— BEGIN Page —
Accounts Receivable – Accounts receivable are stated at amounts management expects to collect from outstanding balances. Credit is extended to customers based upon evaluation of the customer’s financial condition, and collateral is not required. Management provides for probable uncollectible amounts through a charge to General and administrative expense within the Statement of Operations) and a credit to a valuation allowance based on its assessment of the status of individual accounts. Balances still outstanding after management has used reasonable collection efforts are written off from the valuation allowance and a credit to accounts receivable. As of September 30, 2025 and December 31, 2024, there were no allowances for doubtful accounts.

 

Revenue – The Company recognizes revenue in accordance with ASC 606, Revenue from Contracts with Customers. Revenue is recognized when control of the promised goods or services is transferred to the customer in an amount that reflects the consideration the Company expects to receive in exchange for those goods or services. The determination of the timing of revenue recognition and the measurement of the transaction price involves judgments and estimates that may impact the amounts reported.
— END Page —
— BEGIN Raw data —
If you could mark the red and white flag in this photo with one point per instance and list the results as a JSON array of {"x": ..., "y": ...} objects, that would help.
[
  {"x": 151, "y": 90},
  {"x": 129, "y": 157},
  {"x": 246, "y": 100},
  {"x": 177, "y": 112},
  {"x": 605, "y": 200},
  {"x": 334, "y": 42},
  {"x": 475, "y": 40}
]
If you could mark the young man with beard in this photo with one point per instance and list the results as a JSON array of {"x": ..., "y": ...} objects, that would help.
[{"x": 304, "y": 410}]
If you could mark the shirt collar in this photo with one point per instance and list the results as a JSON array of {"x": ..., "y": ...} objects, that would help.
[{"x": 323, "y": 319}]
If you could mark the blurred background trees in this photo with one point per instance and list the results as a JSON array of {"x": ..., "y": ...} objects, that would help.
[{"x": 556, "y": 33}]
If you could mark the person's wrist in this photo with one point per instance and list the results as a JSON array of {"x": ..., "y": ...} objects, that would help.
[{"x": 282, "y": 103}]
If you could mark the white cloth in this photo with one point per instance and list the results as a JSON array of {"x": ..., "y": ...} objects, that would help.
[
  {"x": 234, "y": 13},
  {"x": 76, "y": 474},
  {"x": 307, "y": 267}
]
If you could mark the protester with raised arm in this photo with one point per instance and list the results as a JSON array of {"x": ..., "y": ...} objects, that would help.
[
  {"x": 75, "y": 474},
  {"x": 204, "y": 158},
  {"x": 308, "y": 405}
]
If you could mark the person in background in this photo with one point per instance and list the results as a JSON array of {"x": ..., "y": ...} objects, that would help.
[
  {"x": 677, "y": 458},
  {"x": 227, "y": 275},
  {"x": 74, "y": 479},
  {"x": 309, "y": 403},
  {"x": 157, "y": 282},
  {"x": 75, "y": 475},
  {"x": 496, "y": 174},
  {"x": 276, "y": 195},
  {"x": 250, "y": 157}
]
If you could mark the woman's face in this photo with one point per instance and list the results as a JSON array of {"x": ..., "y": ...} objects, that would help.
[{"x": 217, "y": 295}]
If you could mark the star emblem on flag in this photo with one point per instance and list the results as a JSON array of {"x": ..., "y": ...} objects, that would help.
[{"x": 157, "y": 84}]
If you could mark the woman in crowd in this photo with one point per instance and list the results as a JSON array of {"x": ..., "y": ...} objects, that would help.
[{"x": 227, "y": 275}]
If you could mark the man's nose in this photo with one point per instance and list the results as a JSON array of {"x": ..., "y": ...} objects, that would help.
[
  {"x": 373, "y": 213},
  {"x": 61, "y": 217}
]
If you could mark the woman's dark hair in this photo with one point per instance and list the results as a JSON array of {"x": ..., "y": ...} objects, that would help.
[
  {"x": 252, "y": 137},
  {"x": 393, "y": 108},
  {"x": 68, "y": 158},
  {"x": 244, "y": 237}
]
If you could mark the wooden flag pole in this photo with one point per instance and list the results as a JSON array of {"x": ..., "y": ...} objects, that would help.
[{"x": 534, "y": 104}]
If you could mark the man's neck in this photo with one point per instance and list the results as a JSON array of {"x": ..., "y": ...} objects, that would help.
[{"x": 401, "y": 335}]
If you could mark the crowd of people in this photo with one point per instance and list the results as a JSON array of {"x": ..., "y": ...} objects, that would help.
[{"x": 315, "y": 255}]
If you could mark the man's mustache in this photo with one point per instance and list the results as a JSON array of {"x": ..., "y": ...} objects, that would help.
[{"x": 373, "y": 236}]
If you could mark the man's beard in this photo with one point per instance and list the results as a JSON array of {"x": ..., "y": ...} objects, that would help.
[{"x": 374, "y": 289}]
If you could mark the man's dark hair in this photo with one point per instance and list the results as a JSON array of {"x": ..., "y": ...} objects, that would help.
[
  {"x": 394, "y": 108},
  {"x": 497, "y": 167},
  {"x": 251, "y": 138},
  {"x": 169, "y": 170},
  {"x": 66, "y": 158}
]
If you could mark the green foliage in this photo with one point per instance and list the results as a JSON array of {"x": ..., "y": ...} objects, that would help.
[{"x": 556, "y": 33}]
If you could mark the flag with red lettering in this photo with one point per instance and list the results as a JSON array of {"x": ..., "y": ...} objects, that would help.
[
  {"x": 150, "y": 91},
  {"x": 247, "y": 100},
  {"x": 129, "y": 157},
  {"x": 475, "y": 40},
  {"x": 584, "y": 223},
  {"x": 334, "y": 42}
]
— END Raw data —
Directive 1: According to the accounting policy text, what allowances for doubtful accounts existed as of September 30, 2025 and December 31, 2024?
Directive 2: Using the accounting policy text, explain how management provides for probable uncollectible amounts and what that provision is based on.
Directive 3: Go on with the accounting policy text from its last sentence.
The records come from a separate source and are unrelated to the accounting policy text.

Exercise answer 1: There were no allowances for doubtful accounts on either date.

Exercise answer 2: Management charges General and administrative expense and credits a valuation allowance, basing the amount on its assessment of the status of individual accounts. Balances still outstanding after reasonable collection efforts are written off against that allowance, with a credit to accounts receivable.

Exercise answer 3:
 

The Company recognizes revenue based on a five-step model when all of the following criteria have been met: (i) a contract with a customer exists, (ii) performance obligations have been identified, (iii) the price to the customer has been determined, (iv) the price to the customer has been allocated to the performance obligations, and (v) performance obligations are satisfied.

 

The performance obligations under service agreements generally are satisfied over time as the service is provided. Revenue under these contracts is recognized over time using an input measure of progress (typically based on acres scanned to date.)

 

Performance obligations for product sales are typically satisfied at a point in time. This occurs when control of the products is transferred to the customer, which generally is when title and risk of loss have passed to the customer.

 

Taxes Collected from Customers - In the course of doing business, the company collects taxes from customers, including but not limited to sales taxes. It is the Company’s policy to record these taxes on a net basis in the statement of operations; therefore, the company does not include the taxes collected as a component of revenues.

 

Cost of revenue – Cost of revenue primarily include direct and indirect materials, manufacturing overhead, and shipping and logistics costs.

 

General and Administrative Expenses – General and administrative expenses generally consist of personnel and facilities costs as well as fees for professional and contract services.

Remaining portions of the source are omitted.